Problem description. Filter the material below down to the lines containing the word "skin".

Given data.

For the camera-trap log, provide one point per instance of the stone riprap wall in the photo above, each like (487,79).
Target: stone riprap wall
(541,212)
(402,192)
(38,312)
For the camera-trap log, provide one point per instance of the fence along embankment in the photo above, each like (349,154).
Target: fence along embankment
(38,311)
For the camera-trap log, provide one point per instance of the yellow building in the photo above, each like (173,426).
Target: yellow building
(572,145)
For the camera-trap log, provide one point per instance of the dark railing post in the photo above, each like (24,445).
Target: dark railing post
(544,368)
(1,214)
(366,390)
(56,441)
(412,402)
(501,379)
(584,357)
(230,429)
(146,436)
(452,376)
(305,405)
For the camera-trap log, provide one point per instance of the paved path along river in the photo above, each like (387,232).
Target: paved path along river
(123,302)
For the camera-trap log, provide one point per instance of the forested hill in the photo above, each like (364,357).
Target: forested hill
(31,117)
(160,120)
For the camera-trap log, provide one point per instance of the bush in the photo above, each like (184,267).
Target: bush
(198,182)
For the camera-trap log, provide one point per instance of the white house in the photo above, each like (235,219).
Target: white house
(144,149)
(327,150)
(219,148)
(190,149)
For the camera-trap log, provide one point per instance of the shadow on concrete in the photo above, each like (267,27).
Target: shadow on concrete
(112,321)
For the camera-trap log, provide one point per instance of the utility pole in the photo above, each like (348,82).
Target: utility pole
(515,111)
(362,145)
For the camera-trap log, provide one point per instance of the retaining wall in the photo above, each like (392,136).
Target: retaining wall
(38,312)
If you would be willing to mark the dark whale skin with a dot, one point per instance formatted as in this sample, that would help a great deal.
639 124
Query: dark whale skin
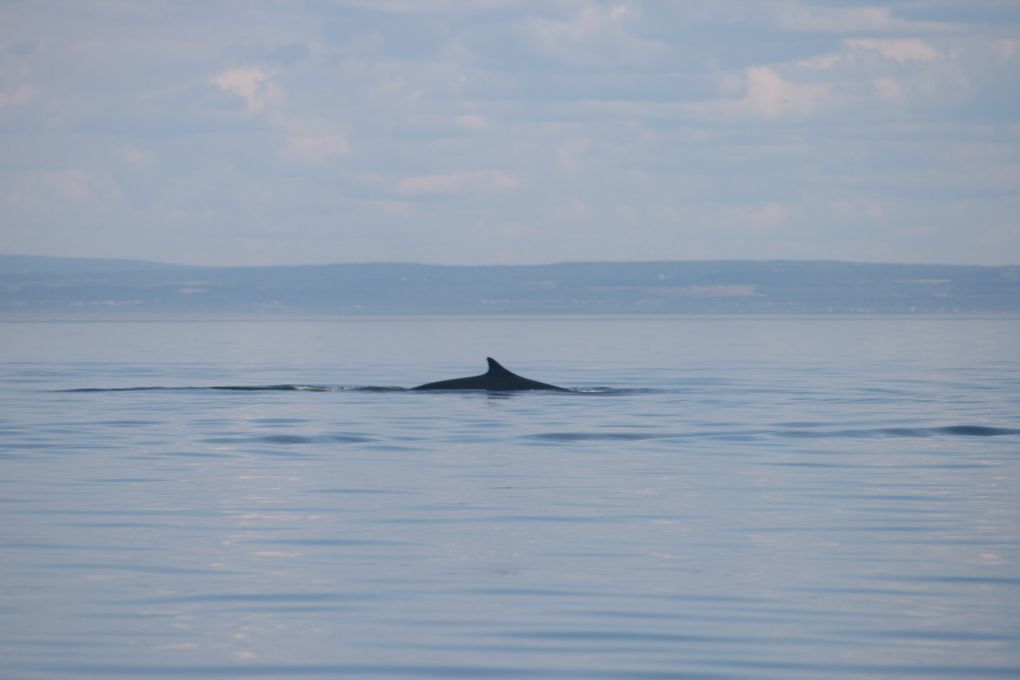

Your response.
If you would be willing to mark the dark whale skin with a dot, one point per instance formatted as in this sample, that would help a great deal.
Query: dark whale skin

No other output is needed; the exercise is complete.